• GIVEN TASK
Please return every line of the records that contains the word "white".

• DATASET ENTRIES
==============================
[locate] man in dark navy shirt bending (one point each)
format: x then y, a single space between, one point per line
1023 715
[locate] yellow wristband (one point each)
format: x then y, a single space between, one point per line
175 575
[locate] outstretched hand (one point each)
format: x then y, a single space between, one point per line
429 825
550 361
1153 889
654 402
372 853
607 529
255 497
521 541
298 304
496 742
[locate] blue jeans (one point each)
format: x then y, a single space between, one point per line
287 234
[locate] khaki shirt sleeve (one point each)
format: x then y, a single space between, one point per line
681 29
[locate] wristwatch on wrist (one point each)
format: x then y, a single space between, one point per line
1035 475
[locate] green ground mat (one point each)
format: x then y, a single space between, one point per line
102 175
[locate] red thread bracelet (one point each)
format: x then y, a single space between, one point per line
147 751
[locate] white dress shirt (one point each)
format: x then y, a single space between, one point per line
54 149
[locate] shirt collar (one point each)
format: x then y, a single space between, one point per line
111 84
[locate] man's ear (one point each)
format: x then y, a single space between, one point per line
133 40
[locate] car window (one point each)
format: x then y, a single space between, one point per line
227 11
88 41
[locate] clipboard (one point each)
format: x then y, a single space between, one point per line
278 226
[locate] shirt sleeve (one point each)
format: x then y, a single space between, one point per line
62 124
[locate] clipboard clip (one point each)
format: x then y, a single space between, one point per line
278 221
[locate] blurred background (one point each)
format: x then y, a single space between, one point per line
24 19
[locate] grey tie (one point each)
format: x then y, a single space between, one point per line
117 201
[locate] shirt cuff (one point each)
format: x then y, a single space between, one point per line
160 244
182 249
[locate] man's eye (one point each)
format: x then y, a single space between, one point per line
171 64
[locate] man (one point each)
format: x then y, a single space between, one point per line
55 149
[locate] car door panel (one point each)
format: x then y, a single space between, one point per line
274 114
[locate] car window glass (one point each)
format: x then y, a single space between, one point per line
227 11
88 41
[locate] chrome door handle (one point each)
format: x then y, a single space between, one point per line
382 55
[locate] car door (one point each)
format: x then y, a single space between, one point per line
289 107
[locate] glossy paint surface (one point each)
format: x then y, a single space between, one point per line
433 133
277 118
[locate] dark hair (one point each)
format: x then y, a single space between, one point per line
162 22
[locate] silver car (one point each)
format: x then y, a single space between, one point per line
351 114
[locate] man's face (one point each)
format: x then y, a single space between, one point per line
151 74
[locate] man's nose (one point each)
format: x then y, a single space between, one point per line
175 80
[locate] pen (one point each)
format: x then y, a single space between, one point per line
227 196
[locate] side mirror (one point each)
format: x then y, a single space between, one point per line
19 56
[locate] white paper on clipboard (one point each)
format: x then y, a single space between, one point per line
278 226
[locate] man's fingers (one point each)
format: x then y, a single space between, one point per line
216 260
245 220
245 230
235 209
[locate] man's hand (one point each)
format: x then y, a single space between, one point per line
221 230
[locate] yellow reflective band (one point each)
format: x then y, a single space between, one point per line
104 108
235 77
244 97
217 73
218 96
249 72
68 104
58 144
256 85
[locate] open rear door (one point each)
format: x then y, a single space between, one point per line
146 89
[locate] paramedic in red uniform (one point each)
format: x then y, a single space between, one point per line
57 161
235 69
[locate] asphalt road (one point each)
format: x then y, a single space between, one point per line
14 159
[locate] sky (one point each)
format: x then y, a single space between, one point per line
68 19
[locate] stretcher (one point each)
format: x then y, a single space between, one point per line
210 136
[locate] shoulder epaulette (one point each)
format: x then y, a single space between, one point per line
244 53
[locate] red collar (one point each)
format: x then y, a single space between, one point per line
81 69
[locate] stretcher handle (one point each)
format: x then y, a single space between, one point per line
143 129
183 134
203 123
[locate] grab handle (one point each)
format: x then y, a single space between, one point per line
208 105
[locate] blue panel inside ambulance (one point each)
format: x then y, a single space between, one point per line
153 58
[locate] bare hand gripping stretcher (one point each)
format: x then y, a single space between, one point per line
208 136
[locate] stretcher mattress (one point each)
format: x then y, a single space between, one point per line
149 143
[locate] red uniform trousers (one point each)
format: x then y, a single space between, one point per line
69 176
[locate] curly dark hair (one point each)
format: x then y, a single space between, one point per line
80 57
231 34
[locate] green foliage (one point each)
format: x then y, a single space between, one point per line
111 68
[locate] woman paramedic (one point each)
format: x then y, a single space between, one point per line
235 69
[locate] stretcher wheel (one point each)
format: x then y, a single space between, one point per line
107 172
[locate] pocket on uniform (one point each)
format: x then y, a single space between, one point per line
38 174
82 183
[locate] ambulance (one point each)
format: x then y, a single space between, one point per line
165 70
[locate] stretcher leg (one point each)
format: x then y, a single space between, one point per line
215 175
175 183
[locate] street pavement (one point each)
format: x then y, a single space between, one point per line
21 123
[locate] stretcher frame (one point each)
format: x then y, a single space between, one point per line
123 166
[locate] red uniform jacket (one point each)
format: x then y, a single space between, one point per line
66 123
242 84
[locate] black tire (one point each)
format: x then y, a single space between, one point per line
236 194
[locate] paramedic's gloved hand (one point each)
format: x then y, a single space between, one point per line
==============================
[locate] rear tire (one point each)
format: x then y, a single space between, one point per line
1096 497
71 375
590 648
==============================
• RESULT FOR THIS EXERCISE
[locate] white dress shirt (one point each)
[locate] white paper on clipboard (one point each)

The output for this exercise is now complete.